■ EXERCISE BRIEF: Restate word for word each line of the data, starting at the one containing "of the triton" and running through the last.

■ STORED DATA:
◆ ◆ ◆ ◆

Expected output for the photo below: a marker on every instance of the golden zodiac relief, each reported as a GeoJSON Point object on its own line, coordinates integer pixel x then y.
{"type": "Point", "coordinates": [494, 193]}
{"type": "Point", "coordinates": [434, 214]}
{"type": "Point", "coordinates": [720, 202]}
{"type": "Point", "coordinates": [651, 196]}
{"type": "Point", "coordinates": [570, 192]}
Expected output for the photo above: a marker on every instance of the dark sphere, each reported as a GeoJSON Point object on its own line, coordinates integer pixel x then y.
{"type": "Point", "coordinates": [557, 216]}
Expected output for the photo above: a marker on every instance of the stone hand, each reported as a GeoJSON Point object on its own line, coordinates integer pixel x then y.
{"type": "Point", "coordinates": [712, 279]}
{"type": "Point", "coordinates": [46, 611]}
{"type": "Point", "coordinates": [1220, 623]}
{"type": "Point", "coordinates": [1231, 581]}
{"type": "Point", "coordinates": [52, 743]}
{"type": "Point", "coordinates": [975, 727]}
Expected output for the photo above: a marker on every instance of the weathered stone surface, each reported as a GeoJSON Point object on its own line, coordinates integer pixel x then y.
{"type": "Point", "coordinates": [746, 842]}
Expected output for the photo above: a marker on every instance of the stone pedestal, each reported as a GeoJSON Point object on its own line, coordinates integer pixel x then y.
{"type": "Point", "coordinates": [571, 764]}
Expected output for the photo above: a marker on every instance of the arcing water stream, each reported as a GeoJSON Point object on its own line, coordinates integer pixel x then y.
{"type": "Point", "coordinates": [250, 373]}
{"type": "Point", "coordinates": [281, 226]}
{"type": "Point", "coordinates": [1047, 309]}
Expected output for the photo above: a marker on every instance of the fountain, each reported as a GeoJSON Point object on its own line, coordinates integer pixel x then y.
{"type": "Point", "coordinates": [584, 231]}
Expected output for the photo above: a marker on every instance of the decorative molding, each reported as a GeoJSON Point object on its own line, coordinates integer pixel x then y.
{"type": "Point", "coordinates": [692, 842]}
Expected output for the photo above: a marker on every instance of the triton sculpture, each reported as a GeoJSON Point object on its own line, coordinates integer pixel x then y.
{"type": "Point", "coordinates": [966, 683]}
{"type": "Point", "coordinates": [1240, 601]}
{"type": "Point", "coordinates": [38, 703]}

◆ ◆ ◆ ◆

■ ANSWER:
Expected output for the photo above: a marker on every instance of the triton sculpture, each reported as a GeoJSON Point object on its own line, coordinates integer pixel x then y.
{"type": "Point", "coordinates": [966, 683]}
{"type": "Point", "coordinates": [1240, 601]}
{"type": "Point", "coordinates": [38, 703]}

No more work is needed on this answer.